Document source:
━━━━━━━━━━━━━━━━━━━━

Ces propos réitèrent l’importance de se garder de penser l’autonomie comme une injonction à l’agir indifférenciée et mettent en exergue la manière dont les rapports sociaux de sexe s’articulent avec les rapports sociaux de race, desquels résulte et qu’actualise la division sexuelle et raciale du travail. Après avoir établi un inventaire des activités ou des valeurs associées à l’autonomie, l’enseignante, évoque le cas des femmes stagiaires, et semble alors limiter les bénéfices de ce principe à leur statut et rôle de mères, d’épouses et à la sphère domestique, suggérant ainsi que, sans l’autonomie que confère la FL CAI, ces femmes pourraient ne pas être vraiment dans la vie de leur enfant.

━━━━━━━━━━━━━━━━━━━━

Jeu de données:
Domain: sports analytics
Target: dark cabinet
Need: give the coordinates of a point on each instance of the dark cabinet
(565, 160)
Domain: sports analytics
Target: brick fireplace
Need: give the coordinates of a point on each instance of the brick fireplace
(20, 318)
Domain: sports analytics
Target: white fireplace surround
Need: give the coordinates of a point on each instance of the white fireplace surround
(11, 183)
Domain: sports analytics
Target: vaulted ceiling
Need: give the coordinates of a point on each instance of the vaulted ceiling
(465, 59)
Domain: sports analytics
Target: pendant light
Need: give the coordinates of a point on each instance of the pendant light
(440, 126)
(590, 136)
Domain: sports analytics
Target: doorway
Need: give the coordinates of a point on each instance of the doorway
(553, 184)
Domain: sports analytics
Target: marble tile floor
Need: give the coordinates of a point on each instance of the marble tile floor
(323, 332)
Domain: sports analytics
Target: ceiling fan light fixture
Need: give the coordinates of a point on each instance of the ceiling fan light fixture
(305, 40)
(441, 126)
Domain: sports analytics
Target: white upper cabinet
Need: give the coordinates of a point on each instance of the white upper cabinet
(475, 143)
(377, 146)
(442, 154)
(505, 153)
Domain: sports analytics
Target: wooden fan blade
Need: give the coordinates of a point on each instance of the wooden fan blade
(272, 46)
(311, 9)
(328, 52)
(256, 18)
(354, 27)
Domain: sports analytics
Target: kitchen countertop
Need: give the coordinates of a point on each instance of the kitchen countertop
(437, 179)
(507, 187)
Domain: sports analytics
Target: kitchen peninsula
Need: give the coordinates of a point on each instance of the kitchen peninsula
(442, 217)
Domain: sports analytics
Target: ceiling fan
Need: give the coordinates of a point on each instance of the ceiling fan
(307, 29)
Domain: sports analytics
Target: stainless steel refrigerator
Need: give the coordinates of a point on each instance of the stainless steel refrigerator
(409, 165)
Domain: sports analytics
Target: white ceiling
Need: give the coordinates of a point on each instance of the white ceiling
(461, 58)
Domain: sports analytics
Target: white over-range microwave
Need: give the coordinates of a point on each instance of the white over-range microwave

━━━━━━━━━━━━━━━━━━━━

Consigne A:
Les affirmations suivantes concordent-elles avec l’extrait sur l’autonomie ? Répondez par oui ou par non pour chacune, en citant les mots décisifs de l’extrait. (i) L’enseignante parle du cas des femmes stagiaires. (ii) L’enseignante étend les bénéfices de l’autonomie à la vie professionnelle des femmes stagiaires. (iii) Avant de parler des femmes stagiaires, l’enseignante dresse un inventaire des activités ou des valeurs associées à l’autonomie.
Consigne B:
D’après l’extrait sur l’autonomie, avec quels rapports sociaux les rapports sociaux de sexe s’articulent-ils ?
Consigne C:
Reproduisez mot pour mot, dans l’extrait sur l’autonomie, le passage qui va de « Ces propos réitèrent » jusqu’à « de leur enfant. ».

Corrigé A:
(i) Oui : « évoque le cas des femmes stagiaires ».
(ii) Non : « semble alors limiter les bénéfices de ce principe à leur statut et rôle de mères, d’épouses et à la sphère domestique ».
(iii) Oui : « Après avoir établi un inventaire des activités ou des valeurs associées à l’autonomie ».

Corrigé B:
Avec les rapports sociaux de race.

Corrigé C:
Ces propos réitèrent l’importance de se garder de penser l’autonomie comme une injonction à l’agir indifférenciée et mettent en exergue la manière dont les rapports sociaux de sexe s’articulent avec les rapports sociaux de race, desquels résulte et qu’actualise la division sexuelle et raciale du travail. Après avoir établi un inventaire des activités ou des valeurs associées à l’autonomie, l’enseignante, évoque le cas des femmes stagiaires, et semble alors limiter les bénéfices de ce principe à leur statut et rôle de mères, d’épouses et à la sphère domestique, suggérant ainsi que, sans l’autonomie que confère la FL CAI, ces femmes pourraient ne pas être vraiment dans la vie de leur enfant.